## Written request
Starting at the line that contains "pixel 417 252." and ending at the final line of the entries, put each line into a numbered list and omit any blank lines.

## Exercise material
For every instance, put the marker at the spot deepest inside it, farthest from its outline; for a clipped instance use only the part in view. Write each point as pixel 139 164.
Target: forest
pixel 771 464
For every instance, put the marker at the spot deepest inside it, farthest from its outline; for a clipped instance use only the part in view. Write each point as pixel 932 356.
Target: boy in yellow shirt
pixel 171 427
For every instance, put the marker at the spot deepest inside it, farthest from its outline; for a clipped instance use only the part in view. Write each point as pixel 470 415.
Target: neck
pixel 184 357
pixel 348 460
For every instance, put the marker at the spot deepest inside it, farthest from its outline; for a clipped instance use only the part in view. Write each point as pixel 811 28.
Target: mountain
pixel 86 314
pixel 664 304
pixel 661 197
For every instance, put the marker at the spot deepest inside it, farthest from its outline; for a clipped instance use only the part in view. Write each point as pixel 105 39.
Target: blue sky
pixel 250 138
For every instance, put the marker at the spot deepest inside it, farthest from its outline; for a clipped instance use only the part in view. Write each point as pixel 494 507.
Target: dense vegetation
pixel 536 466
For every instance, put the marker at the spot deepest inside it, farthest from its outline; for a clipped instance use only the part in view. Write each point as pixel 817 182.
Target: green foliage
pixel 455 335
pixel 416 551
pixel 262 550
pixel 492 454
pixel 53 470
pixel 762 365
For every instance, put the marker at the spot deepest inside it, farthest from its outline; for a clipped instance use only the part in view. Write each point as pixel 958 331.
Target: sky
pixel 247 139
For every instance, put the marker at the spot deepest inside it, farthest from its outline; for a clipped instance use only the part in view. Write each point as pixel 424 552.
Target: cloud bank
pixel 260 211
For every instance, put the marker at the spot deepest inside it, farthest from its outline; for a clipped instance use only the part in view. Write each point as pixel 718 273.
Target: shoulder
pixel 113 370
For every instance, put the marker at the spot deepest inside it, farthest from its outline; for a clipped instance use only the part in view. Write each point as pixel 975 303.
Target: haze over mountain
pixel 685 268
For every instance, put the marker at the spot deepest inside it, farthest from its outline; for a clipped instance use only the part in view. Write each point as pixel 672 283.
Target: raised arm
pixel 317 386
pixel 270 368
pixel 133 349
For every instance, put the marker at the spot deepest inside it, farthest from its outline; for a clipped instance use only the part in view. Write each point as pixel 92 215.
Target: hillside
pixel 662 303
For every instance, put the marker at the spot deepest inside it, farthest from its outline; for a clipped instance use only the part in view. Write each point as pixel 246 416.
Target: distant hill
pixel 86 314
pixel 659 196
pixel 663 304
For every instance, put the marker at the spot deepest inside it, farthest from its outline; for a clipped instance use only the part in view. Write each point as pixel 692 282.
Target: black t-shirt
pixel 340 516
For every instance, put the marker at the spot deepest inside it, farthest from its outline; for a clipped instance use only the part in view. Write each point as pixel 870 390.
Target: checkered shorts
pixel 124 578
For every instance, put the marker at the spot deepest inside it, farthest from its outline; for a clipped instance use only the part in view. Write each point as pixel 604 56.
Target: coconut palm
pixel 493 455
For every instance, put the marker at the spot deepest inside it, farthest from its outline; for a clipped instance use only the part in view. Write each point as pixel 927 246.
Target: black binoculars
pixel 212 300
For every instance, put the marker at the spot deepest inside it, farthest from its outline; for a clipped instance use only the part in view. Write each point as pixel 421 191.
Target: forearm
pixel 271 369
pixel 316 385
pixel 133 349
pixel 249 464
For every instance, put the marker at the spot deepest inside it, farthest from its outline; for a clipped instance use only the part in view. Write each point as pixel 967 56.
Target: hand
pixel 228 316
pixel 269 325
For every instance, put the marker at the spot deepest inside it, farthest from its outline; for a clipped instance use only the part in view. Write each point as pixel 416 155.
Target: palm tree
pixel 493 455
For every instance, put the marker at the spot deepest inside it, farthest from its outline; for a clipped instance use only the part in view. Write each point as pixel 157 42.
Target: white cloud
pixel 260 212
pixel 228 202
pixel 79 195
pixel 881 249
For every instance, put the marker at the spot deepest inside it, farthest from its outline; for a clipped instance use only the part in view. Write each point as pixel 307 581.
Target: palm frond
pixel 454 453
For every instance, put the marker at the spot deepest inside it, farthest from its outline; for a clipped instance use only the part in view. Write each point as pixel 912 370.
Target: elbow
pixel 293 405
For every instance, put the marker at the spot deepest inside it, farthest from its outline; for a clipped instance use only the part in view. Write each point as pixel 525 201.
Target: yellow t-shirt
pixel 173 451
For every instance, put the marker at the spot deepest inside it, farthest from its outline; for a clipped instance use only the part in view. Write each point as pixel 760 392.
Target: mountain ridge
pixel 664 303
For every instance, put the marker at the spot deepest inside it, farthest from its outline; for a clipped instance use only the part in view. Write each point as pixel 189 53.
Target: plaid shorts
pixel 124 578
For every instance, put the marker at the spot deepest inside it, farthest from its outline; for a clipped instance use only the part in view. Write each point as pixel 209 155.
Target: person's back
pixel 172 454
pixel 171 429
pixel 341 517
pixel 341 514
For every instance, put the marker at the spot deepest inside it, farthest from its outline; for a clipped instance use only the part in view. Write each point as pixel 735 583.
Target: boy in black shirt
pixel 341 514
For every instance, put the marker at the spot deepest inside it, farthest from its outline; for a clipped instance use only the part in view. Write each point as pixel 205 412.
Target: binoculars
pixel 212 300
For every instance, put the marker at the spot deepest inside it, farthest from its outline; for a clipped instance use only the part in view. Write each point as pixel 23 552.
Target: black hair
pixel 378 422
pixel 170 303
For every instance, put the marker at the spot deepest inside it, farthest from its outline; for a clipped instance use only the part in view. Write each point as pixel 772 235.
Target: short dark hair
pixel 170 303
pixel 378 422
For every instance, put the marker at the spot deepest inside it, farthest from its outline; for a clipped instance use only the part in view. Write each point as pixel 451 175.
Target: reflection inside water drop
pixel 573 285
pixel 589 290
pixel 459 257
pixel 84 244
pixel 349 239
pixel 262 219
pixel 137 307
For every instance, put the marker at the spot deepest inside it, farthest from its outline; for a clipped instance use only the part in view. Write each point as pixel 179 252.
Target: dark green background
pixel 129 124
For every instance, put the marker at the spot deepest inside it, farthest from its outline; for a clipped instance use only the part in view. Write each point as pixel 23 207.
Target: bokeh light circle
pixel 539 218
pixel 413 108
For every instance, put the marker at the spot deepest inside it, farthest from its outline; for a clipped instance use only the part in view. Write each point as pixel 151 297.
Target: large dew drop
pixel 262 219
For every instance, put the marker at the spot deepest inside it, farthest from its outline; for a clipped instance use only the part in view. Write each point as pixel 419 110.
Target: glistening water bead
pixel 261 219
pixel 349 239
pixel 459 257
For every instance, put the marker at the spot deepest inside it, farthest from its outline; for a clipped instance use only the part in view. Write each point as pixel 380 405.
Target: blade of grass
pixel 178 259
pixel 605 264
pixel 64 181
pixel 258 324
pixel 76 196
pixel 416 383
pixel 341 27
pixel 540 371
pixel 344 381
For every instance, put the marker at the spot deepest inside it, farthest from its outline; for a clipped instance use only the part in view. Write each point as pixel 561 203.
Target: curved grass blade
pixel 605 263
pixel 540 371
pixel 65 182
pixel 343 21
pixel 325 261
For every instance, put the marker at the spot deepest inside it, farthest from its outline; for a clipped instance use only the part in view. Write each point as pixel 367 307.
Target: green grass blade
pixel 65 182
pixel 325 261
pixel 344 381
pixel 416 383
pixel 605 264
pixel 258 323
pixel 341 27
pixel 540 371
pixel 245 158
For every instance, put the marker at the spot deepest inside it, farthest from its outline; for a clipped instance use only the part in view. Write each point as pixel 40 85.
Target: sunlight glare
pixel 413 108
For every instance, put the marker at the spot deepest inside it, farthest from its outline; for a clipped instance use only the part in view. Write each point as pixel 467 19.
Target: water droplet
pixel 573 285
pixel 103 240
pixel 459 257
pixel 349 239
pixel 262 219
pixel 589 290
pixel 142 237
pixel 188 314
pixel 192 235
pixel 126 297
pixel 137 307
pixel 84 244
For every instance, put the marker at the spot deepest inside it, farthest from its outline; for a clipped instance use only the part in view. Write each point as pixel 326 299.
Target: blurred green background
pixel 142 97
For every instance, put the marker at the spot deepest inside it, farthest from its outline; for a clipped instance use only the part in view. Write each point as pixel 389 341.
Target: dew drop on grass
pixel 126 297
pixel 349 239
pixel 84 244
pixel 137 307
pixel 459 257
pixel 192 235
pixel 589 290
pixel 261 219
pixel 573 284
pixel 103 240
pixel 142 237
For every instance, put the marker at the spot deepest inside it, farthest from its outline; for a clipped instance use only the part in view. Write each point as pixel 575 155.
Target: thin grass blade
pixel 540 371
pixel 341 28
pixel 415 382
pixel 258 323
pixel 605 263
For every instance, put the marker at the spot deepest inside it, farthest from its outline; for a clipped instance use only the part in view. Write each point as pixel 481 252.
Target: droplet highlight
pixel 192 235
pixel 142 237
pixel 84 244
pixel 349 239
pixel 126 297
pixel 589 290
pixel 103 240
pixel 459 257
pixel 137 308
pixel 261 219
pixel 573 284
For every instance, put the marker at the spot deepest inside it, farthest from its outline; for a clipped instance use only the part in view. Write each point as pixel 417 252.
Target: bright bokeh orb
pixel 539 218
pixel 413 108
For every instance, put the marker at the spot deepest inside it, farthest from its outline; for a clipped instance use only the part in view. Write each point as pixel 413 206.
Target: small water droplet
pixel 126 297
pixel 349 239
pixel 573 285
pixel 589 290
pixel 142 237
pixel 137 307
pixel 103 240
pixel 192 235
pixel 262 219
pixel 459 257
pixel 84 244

## Expected output
1. For every instance, put the marker at the spot deepest inside it, farthest from its outline; for a clipped instance use only the part in view. Write each point as pixel 417 252.
2. Target: bright bokeh orb
3. pixel 539 218
4. pixel 413 108
5. For every instance, put the marker at the spot deepest inside it, farthest from its outline; for a clipped instance use only the part in view. Write each point as pixel 413 206.
6. Target: small water droplet
7. pixel 126 297
8. pixel 349 239
9. pixel 573 285
10. pixel 589 290
11. pixel 142 237
12. pixel 137 307
13. pixel 103 240
14. pixel 192 235
15. pixel 262 219
16. pixel 459 257
17. pixel 84 244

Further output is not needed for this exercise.